begin Excerpt

There are several species of five needle pines (and I agree, they are very beautiful). Talking with your local conservation district will help you determine what species will have the best rate of survival where you are and also be suitable for your circumstances. 

Generally speaking, drain fields and trees should be kept separate...very separate.

Sylvia


----------



## Buckshot00 (May 2, 2010)

*pines*

Iowa dept of forestry and natural resources has the white pines $25 for 100 pines. Good luck.


----------



## RVALUE (May 2, 2010)

What about hemlock seedlings, anybody have any, or good info?

Thanks


----------



## Bigsnowdog (Sep 23, 2010)

Toby52050 said:


> Hello there! i am looking to buy some white pine trees and need a little info, and maybe a contact. first off i am located in ne iowa. I have always liked the aesthetics of white pine trees. these are to be planted near a septic system (approx 25-30 feet away from the drainage portion). first off, if i am correct, does a white pine root system consist mostly of a downward "tap Root" with limited size feelers? next are there different species? the area is approx 100' long the line of these will be located in. i like the idea of the long soft needles, and not a bushy look later on when the bottom branches are cleaned up. if there are nursery guys on here, whats a fair price for something about 3' tall, do you offer a disc. and deliver for an order of like 8 or 10? how about spacing between the trees? i was thinking like 8-10 ft apart. is this reasonable? Thanks!



Cascade Forestry in Cascade, Iowa, is a great source. I have purchased thousands of seedlings from them, and also utilized their planting and spraying service in reforestation projects.


----------



## kyle1! (Sep 23, 2010)

*Another source*

Kelly Tree Farm between Cedar Rapids and Clinton. I wouldn't plant seedlings buy potted ones, mulch and fence if you have deer problems

Brian


----------

end Excerpt
begin Given data

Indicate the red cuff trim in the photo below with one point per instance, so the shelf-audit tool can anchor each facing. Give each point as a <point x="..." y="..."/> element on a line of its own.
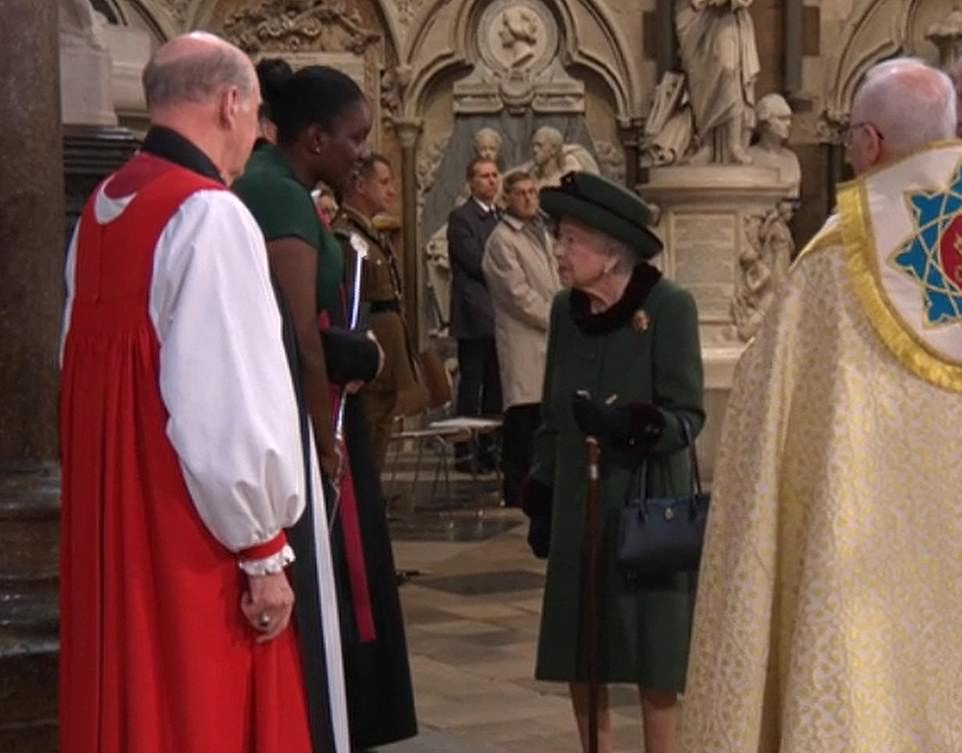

end Given data

* **Given exercise A**:
Copy the passage of the white pine thread from "## Buckshot00 (May" up to and including "or good info?".
* **Given exercise B**:
According to the white pine thread, what does the Iowa forestry department charge for white pines?
* **Given exercise C**:
Shorten the paragraph of the white pine thread that begins "There are several species of five needle pines" while keeping its main facts.

* **Solution A**:
## Buckshot00 (May 2, 2010)

*pines*

Iowa dept of forestry and natural resources has the white pines $25 for 100 pines. Good luck.


----------



## RVALUE (May 2, 2010)

What about hemlock seedlings, anybody have any, or good info?

* **Solution B**:
$25 for 100 pines.

* **Solution C**:
Five-needle pines come in several beautiful species, and a local conservation district can help choose the one most likely to survive where you live and to suit your circumstances.